>> start PROVIDED DATA

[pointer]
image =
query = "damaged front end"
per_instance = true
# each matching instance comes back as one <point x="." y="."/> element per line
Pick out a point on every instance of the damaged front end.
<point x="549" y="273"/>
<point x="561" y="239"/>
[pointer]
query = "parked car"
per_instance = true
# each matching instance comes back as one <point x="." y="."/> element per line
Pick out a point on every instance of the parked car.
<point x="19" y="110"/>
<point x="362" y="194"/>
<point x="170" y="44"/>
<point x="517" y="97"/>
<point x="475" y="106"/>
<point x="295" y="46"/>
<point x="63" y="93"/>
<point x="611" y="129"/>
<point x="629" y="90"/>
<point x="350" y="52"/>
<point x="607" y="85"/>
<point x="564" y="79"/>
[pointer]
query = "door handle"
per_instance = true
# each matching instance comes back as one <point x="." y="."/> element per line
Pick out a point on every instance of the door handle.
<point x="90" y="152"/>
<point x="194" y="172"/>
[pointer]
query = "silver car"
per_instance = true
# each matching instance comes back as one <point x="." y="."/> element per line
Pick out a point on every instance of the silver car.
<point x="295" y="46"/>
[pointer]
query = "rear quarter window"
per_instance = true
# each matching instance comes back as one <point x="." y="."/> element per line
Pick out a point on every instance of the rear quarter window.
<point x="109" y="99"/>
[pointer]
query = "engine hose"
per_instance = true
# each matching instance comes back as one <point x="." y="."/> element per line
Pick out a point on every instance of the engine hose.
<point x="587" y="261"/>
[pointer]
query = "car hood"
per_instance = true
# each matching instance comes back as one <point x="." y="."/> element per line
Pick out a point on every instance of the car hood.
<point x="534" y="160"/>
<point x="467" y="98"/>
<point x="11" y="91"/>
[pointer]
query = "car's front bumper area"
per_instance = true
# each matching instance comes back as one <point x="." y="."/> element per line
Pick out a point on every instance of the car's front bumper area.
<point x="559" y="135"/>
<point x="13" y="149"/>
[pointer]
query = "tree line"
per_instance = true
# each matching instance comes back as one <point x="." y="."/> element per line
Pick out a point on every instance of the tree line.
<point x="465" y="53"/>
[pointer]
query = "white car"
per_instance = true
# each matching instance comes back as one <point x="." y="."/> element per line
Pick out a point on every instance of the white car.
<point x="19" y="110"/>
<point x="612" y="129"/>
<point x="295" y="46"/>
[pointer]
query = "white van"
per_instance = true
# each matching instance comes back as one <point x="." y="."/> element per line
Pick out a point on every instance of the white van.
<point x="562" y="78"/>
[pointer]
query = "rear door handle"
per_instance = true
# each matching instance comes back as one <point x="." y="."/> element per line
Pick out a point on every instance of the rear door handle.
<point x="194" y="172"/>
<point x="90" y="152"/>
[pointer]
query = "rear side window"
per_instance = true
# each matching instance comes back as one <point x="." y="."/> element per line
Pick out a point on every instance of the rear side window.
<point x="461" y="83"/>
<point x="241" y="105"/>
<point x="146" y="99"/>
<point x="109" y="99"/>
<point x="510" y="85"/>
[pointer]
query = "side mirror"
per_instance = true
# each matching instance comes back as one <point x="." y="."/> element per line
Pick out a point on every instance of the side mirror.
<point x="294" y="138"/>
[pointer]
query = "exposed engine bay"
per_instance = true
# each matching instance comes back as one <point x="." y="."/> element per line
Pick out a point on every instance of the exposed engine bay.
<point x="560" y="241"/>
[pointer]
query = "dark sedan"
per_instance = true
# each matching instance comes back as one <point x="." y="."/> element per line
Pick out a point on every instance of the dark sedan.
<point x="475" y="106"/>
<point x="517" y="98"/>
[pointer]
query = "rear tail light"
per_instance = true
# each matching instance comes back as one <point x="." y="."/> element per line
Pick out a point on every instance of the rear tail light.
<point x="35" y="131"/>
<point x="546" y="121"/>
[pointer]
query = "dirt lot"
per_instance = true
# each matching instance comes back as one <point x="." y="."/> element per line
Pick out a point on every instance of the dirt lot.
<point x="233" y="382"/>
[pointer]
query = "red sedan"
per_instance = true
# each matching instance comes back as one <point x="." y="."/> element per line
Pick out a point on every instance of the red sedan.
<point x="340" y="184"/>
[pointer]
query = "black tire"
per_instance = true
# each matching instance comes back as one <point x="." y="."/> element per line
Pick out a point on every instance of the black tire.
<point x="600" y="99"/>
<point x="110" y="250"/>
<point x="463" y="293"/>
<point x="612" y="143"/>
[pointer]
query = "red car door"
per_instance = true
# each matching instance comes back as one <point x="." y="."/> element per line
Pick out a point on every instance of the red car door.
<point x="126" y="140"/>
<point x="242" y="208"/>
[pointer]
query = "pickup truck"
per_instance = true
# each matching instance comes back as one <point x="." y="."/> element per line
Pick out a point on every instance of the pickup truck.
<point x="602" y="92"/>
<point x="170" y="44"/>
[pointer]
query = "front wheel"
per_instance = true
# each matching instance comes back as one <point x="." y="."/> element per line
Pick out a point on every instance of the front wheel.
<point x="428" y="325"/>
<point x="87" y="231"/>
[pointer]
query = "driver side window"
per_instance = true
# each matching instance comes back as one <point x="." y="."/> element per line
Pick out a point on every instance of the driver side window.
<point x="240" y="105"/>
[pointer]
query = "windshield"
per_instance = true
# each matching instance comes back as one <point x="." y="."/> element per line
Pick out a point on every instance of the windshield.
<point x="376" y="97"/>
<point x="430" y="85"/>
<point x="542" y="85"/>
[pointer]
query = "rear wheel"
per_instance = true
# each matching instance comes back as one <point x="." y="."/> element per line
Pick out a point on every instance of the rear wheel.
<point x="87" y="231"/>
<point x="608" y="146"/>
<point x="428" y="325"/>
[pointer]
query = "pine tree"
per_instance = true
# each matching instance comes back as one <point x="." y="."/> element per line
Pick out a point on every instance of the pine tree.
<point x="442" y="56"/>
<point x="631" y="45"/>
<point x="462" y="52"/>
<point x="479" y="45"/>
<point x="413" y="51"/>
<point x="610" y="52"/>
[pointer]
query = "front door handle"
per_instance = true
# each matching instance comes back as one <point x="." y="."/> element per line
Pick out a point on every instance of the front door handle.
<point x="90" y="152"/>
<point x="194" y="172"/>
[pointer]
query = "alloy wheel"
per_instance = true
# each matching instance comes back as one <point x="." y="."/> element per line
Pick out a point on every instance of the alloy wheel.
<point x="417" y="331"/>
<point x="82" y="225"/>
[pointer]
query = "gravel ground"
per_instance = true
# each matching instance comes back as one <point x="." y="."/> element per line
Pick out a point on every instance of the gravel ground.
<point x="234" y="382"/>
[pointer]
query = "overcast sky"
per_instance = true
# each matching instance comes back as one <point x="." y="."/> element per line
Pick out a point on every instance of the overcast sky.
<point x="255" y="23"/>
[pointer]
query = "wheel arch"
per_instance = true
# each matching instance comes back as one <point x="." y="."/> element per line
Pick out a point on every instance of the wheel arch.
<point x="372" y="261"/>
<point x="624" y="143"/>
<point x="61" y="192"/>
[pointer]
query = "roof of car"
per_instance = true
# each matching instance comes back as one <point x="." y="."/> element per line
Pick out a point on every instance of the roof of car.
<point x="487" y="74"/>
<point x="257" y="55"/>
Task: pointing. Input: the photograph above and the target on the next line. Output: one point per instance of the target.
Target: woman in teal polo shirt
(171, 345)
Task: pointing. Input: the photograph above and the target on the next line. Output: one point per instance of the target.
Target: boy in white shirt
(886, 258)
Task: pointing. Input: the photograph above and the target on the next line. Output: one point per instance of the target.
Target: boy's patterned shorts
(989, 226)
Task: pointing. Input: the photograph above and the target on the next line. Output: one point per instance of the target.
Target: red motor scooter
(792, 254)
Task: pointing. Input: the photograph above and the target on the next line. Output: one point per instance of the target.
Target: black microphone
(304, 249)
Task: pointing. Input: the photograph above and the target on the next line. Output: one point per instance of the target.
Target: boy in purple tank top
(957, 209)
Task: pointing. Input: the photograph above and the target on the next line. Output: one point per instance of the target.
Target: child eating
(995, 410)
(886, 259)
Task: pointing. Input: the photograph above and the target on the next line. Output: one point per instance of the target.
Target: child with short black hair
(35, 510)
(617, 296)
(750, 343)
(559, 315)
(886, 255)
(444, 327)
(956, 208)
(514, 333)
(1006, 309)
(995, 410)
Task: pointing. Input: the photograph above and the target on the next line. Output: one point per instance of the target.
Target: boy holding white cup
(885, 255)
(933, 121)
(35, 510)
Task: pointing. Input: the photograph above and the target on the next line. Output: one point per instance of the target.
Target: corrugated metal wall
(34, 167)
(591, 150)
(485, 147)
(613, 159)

>> end PROVIDED DATA

EXERCISE:
List each line in the records above that contains the word "hood".

THE REPLY:
query = "car hood"
Pick out a point on every instance of the car hood.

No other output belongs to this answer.